Referring expression data:
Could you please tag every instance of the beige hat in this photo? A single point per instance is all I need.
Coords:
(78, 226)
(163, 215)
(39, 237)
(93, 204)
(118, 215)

• **WHAT YOU WILL DO**: A faithful, word-for-word transcription of the data above is required.

• **RESPONSE TO THE TASK**:
Could you please tag every instance of the beige hat in this photo? A single point per instance is all I need.
Coords:
(78, 226)
(163, 215)
(39, 237)
(93, 204)
(118, 215)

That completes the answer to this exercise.